— start of DOCUMENT EXTRACT —

A sub-two-dollar cigar; it’s a style few thought would ever come out of the revered La Gran Fabrica Drew Estate factory, even when taking into account the tin-packaged cigars that began making their way to retailers in 2017. Drew Estate has made it known that the company opposes the “factory seconds” style sometimes released by other factories—that is, offering cigars that didn’t meet quality standards for regular-production brands at discounted prices. But this mindset doesn’t, however, extend into the category of “bundle cigars,” as Drew Estate debuted a line of four cigars in 2018, intended to offer consumers an extreme value, while maintaining Drew Estate’s unorthodox flair.

— end of DOCUMENT EXTRACT —
— start of STORED ROWS —

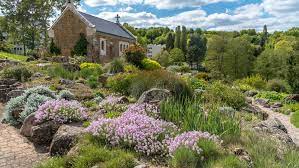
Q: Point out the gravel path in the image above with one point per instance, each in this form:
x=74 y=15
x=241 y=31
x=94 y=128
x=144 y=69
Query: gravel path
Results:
x=15 y=150
x=285 y=120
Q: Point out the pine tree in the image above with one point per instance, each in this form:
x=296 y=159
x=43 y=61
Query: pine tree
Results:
x=184 y=40
x=177 y=37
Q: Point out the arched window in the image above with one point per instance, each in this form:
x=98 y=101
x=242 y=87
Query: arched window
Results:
x=103 y=45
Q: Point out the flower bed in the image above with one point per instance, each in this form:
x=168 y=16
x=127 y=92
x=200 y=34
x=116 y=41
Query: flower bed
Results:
x=61 y=111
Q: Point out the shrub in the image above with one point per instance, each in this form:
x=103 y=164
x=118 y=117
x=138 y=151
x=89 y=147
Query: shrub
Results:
x=90 y=69
x=254 y=83
x=20 y=73
x=278 y=85
x=184 y=158
x=67 y=95
x=59 y=71
x=272 y=96
x=134 y=55
x=176 y=55
x=224 y=95
x=116 y=66
x=149 y=64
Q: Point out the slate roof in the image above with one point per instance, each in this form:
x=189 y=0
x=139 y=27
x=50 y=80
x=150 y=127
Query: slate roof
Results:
x=108 y=27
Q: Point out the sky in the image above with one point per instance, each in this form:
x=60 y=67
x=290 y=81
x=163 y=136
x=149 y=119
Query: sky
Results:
x=226 y=15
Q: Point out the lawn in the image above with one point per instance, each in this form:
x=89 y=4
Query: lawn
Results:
x=14 y=57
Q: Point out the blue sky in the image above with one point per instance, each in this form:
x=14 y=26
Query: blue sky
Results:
x=207 y=14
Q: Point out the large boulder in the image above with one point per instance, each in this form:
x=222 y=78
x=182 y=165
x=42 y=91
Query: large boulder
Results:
x=64 y=139
x=276 y=129
x=43 y=134
x=26 y=129
x=154 y=96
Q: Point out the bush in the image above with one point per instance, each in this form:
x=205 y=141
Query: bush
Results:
x=20 y=73
x=61 y=111
x=254 y=83
x=149 y=64
x=278 y=85
x=176 y=56
x=90 y=69
x=134 y=55
x=224 y=95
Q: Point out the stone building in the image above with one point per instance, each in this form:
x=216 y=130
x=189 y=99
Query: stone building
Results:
x=106 y=39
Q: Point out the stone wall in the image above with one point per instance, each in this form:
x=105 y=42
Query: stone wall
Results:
x=67 y=32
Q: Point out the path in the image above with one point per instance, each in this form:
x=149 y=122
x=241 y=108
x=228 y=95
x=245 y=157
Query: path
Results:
x=285 y=120
x=15 y=150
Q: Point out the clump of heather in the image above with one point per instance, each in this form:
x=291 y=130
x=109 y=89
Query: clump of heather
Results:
x=61 y=111
x=145 y=109
x=145 y=134
x=190 y=141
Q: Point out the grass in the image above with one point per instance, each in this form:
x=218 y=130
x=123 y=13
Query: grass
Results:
x=14 y=57
x=295 y=119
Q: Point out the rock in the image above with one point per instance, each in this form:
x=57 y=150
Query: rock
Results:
x=154 y=96
x=277 y=105
x=64 y=139
x=43 y=134
x=293 y=97
x=251 y=93
x=263 y=102
x=275 y=128
x=255 y=110
x=26 y=129
x=66 y=82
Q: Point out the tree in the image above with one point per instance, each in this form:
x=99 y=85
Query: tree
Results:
x=170 y=41
x=177 y=42
x=176 y=56
x=196 y=49
x=183 y=40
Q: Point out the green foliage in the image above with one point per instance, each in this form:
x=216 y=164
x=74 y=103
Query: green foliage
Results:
x=14 y=57
x=176 y=56
x=295 y=119
x=59 y=71
x=224 y=95
x=20 y=73
x=81 y=46
x=272 y=96
x=278 y=85
x=149 y=64
x=54 y=49
x=184 y=158
x=255 y=82
x=190 y=116
x=134 y=55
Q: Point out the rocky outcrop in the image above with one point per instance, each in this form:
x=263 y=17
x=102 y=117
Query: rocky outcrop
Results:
x=43 y=134
x=64 y=139
x=154 y=96
x=276 y=129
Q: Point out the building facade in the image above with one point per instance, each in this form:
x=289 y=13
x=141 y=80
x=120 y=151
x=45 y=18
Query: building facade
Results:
x=106 y=40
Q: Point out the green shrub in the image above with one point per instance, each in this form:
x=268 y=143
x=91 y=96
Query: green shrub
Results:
x=116 y=66
x=134 y=55
x=224 y=95
x=20 y=73
x=184 y=158
x=190 y=116
x=278 y=85
x=90 y=69
x=59 y=71
x=255 y=82
x=149 y=64
x=272 y=96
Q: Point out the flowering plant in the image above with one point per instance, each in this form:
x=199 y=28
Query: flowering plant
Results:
x=61 y=111
x=145 y=134
x=190 y=140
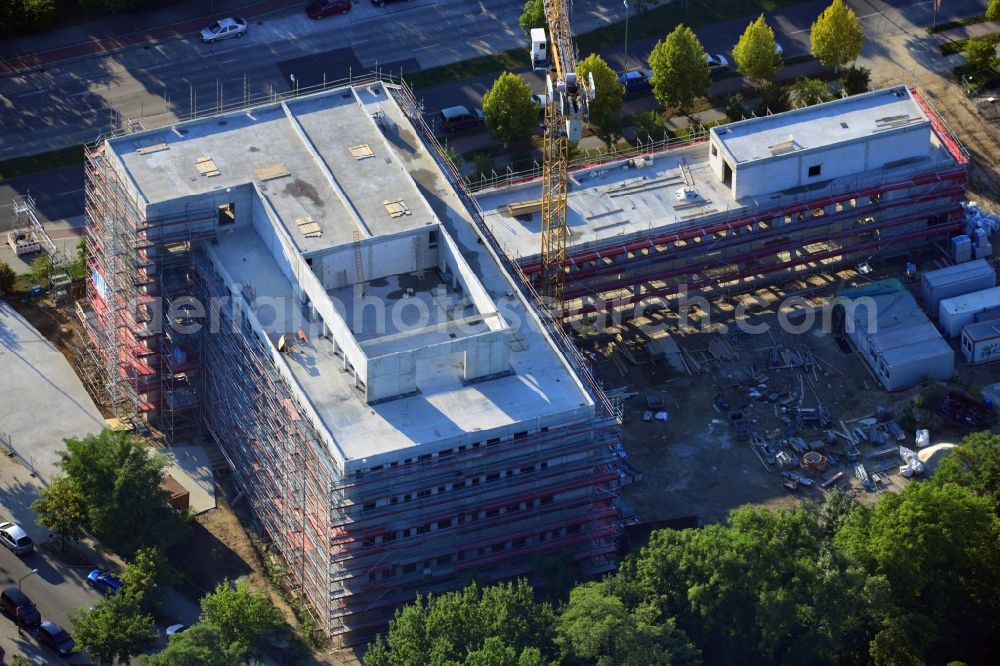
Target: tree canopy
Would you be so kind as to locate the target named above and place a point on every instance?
(756, 54)
(114, 629)
(680, 69)
(913, 579)
(60, 507)
(118, 481)
(836, 37)
(533, 16)
(510, 113)
(471, 626)
(606, 107)
(975, 465)
(243, 615)
(201, 644)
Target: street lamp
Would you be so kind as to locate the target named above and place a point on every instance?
(626, 35)
(30, 573)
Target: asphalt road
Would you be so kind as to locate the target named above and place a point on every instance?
(56, 589)
(58, 195)
(76, 101)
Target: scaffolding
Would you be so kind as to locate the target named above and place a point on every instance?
(357, 540)
(123, 323)
(358, 544)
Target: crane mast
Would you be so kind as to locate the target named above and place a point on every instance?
(566, 105)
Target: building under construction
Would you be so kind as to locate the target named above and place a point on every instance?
(302, 280)
(765, 199)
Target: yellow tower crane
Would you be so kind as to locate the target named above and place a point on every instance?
(566, 103)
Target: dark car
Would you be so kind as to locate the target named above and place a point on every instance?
(460, 117)
(322, 8)
(19, 607)
(636, 80)
(51, 635)
(104, 582)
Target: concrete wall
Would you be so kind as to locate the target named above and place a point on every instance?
(784, 172)
(380, 257)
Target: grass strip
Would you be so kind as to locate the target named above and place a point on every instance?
(656, 22)
(958, 46)
(29, 164)
(941, 27)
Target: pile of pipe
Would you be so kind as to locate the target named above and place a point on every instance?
(977, 219)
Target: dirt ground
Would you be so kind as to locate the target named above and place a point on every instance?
(695, 464)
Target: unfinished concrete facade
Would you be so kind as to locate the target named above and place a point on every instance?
(399, 416)
(764, 199)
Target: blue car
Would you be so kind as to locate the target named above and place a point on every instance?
(636, 80)
(104, 582)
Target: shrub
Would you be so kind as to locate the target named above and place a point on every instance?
(855, 79)
(773, 98)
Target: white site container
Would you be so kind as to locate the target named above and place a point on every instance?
(935, 286)
(981, 342)
(959, 311)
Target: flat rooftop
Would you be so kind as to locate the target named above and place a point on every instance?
(618, 201)
(821, 125)
(540, 390)
(320, 157)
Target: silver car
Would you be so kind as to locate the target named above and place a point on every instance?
(224, 29)
(15, 539)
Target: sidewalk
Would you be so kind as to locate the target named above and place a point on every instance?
(115, 32)
(967, 31)
(720, 88)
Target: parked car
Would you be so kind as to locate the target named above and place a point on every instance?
(322, 8)
(636, 80)
(717, 63)
(104, 582)
(17, 605)
(15, 539)
(176, 629)
(460, 117)
(224, 29)
(51, 635)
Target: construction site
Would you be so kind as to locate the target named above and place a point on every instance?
(303, 282)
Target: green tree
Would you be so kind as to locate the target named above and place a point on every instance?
(680, 70)
(993, 10)
(836, 37)
(201, 645)
(61, 507)
(979, 52)
(855, 80)
(606, 108)
(510, 113)
(935, 545)
(41, 268)
(114, 629)
(773, 98)
(119, 481)
(975, 465)
(756, 54)
(146, 576)
(596, 627)
(243, 615)
(533, 16)
(7, 279)
(806, 92)
(765, 589)
(500, 622)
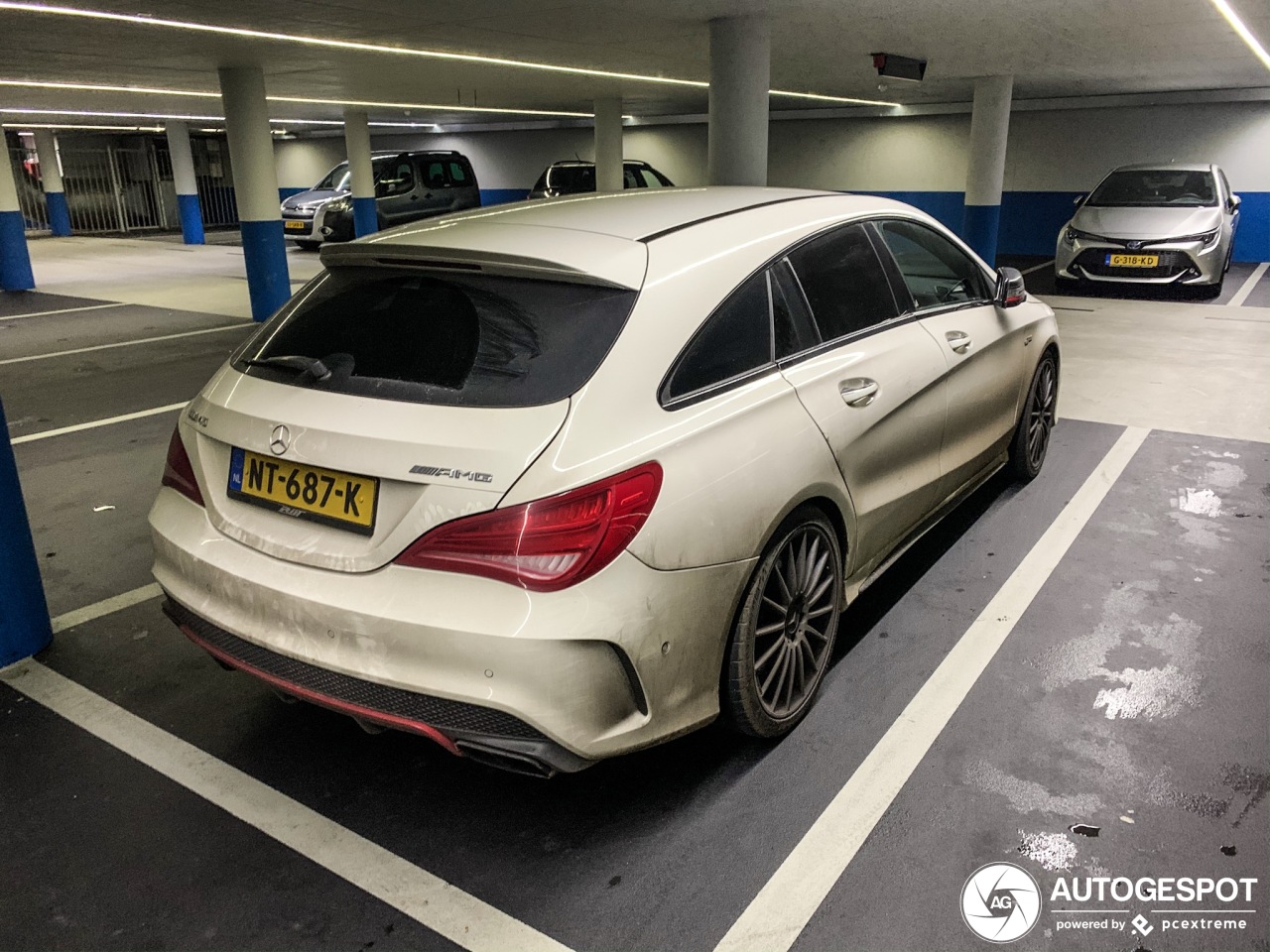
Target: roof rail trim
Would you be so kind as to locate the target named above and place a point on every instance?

— end of STORED ROWS —

• **EXERCISE TASK 1**
Translate into Spanish the following sentence from the passage on Drew Estate bundle cigars: "Drew Estate has made it known that the company opposes the “factory seconds” style sometimes released by other factories—that is, offering cigars that didn’t meet quality standards for regular-production brands at discounted prices."
• **EXERCISE TASK 2**
Copy word for word the portion of the passage on Drew Estate bundle cigars starting at "A sub-two-dollar cigar;" and ending at "Estate’s unorthodox flair.".

• **WRITTEN REPLY 1**
Drew Estate ha dejado claro que la empresa se opone al estilo de los «factory seconds» que a veces lanzan otras fábricas, es decir, ofrecer a precios rebajados puros que no cumplían los estándares de calidad de las marcas de producción regular.

• **WRITTEN REPLY 2**
A sub-two-dollar cigar; it’s a style few thought would ever come out of the revered La Gran Fabrica Drew Estate factory, even when taking into account the tin-packaged cigars that began making their way to retailers in 2017. Drew Estate has made it known that the company opposes the “factory seconds” style sometimes released by other factories—that is, offering cigars that didn’t meet quality standards for regular-production brands at discounted prices. But this mindset doesn’t, however, extend into the category of “bundle cigars,” as Drew Estate debuted a line of four cigars in 2018, intended to offer consumers an extreme value, while maintaining Drew Estate’s unorthodox flair.